ПИСЬМЕННЫЙ ЗАПРОС 1: Объясните по исходному тексту, почему изучение этапности развития микроорганизмов позволило подойти к установлению последовательности и синхронности природных процессов.

ИСХОДНЫЙ ТЕКСТ:
_ _ _ _
Таким образом, результаты стратиграфических исследований, проведенных при глубоководном бурении за 50 лет, во многом имеют “прорывной характер”. Они вносят весомый вклад в разработку и совершенствование методики детальных стратиграфических исследований и определения возраста морских комплексов осадочных пород, а также в реконструкции океанологических и климатических событий прошлого. Полученные результаты имеют важное методическое значение для проведения стратиграфических работ по всему фанерозою. Не случайно полученные в процессе глубоководного бурения материалы постоянно обсуждаются на международных конгрессах по стратиграфии и других научных форумах. Многие из этих материалов были использованы, в частности, в недавно опубликованной обширной сводке по различным стратиграфическим проблемам (Geologic…, 2020).

Впервые показано, что выделенные зональные подразделения кайнозоя могут быть реально прослежены на громадной территории – во всем тропическом поясе трех океанов (Тихого, Индийского и Атлантического). В настоящее время подобные дробные биостратоны стали уже обязательным элементом стратиграфических схем, которые разрабатываются для древних морских толщ, вскрытых на суше.

При этом в проведенных работах значительную роль сыграло изучение комплексов микроорганизмов, которые являлись неотъемлемой частью мезозойских и кайнозойских морских экосистем. Развитие этих ассоциаций во времени проходило на фоне смены режимов океанической циркуляции и осадконакопления, изменения степени продуктивности глубинных и поверхностных вод, их температур и других характеристик. Направленность и тенденции эволюции биотических сообществ в целом отражают этапы развития океанических экосистем прошлого и происходивших в них перестроек. Поэтому исследование этапности развития микроорганизмов дало возможность подойти к установлению последовательности и синхронности разномасштабных природных процессов, пониманию их взаимосвязи и влияния на формирование биоты. Все это позволило выявить общую картину последовательности не только биотических, но и абиотических (климатических, океанографических, палеогеографических, эвстатических) событий в Мировом океане для последних 70–75 млн лет. Весь комплекс работ по особенностям зональной стратиграфии кайнозоя, выполненный при глубоководном бурении за последние 50 с небольшим лет, позволяет дать ему самую высокую оценку. Опыт стратиграфических исследований, полученный в процессе осуществления Международного проекта по глубоководному бурению, достоин дальнейшего изучения и осмысления.
_ _ _ _
ПРЕДОСТАВЛЕННЫЙ ЛИСТИНГ:
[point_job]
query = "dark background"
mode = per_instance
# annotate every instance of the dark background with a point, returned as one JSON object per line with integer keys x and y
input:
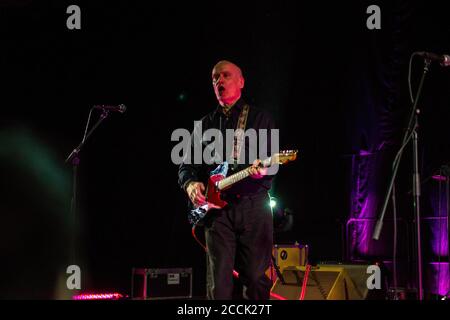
{"x": 334, "y": 87}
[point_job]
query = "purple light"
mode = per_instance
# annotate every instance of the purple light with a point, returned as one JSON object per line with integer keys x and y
{"x": 98, "y": 296}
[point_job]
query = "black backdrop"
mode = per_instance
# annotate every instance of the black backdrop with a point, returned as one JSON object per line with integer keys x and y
{"x": 334, "y": 87}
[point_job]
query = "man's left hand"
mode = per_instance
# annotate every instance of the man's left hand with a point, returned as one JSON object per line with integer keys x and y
_ _ _ _
ПИСЬМЕННЫЙ ЗАПРОС 2: Перепишите, пожалуйста, весь листинг в виде JSON-списка строк, где каждой его строке соответствует одна строка списка, а пустые строки пропущены. Изображения в ответ не включайте.

ПРАВИЛЬНЫЙ ОТВЕТ 1: Развитие ассоциаций микроорганизмов во времени шло на фоне смены режимов океанической циркуляции и осадконакопления, изменения продуктивности глубинных и поверхностных вод, их температур и других характеристик. Поэтому направленность и тенденции эволюции биотических сообществ отражают этапы развития океанических экосистем прошлого и происходивших в них перестроек.

ПРАВИЛЬНЫЙ ОТВЕТ 2:
[
  "[point_job]",
  "query = \"dark background\"",
  "mode = per_instance",
  "# annotate every instance of the dark background with a point, returned as one JSON object per line with integer keys x and y",
  "input:",
  "{\"x\": 334, \"y\": 87}",
  "[point_job]",
  "query = \"purple light\"",
  "mode = per_instance",
  "# annotate every instance of the purple light with a point, returned as one JSON object per line with integer keys x and y",
  "{\"x\": 98, \"y\": 296}",
  "[point_job]",
  "query = \"black backdrop\"",
  "mode = per_instance",
  "# annotate every instance of the black backdrop with a point, returned as one JSON object per line with integer keys x and y",
  "{\"x\": 334, \"y\": 87}",
  "[point_job]",
  "query = \"man's left hand\"",
  "mode = per_instance",
  "# annotate every instance of the man's left hand with a point, returned as one JSON object per line with integer keys x and y"
]